◆ Your task
In the article on the Bow Wow song Let's Get Down, begin at the words "Music video" and stop after "his new image.". Copy that stretch word for word.

◆ Source document
* * *

Single by Bow Wow featuring Baby

from the album Unleashed
- A-side: "Follow Me"
- Released: June 24, 2003
- Recorded: 2002–03
- Genre: Hip-hop; pop rap;
- Length: 4:21
- Label: Columbia
- Songwriters: Shad Moss, Phalon Alexander, Rahman Griffin, Clifford Harris
- Producer: Jazze Pha

Bow Wow singles chronology
| "Basketball" (2002) | "Let's Get Down" (2003) | "My Baby" (2003) |

Baby singles chronology
| "Baby You Can Do It" (2003) | "Let's Get Down" (2003) | "Get Your Shine On" (2004) |

Music video
- "Let's Get Down" on YouTube

= Let's Get Down (Bow Wow song) =

"Let's Get Down" is a song by American rapper Bow Wow, released on June 24, 2003 as the first single off his third album Unleashed (2003). The song was written by Bow Wow, Jazze Pha, Rahman Griffin and a then-unknown T.I. It was produced by Jazze Pha and features rapper Birdman under his former alias Baby. It was the first song to be released by Bow Wow without the "Lil'" moniker in his name after making his film debut in 2002's Like Mike and releasing his cover of "Basketball" for the film's soundtrack. Bow Wow said that following the name change, he wanted to do the same with his music by contributing more into the songwriting process of the album and release a single that matched his new image.

* * *

◆ Data under study
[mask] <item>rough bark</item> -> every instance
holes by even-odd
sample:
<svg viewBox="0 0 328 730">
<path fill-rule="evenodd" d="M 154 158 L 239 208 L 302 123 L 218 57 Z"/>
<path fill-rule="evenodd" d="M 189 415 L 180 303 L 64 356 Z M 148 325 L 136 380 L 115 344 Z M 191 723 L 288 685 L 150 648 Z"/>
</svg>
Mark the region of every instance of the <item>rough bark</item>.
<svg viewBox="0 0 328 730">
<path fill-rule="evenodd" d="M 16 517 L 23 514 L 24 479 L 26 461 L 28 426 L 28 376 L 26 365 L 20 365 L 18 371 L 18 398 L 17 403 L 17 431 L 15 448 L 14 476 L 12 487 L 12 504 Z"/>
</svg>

* * *

◆ Result
Music video
- "Let's Get Down" on YouTube

= Let's Get Down (Bow Wow song) =

"Let's Get Down" is a song by American rapper Bow Wow, released on June 24, 2003 as the first single off his third album Unleashed (2003). The song was written by Bow Wow, Jazze Pha, Rahman Griffin and a then-unknown T.I. It was produced by Jazze Pha and features rapper Birdman under his former alias Baby. It was the first song to be released by Bow Wow without the "Lil'" moniker in his name after making his film debut in 2002's Like Mike and releasing his cover of "Basketball" for the film's soundtrack. Bow Wow said that following the name change, he wanted to do the same with his music by contributing more into the songwriting process of the album and release a single that matched his new image.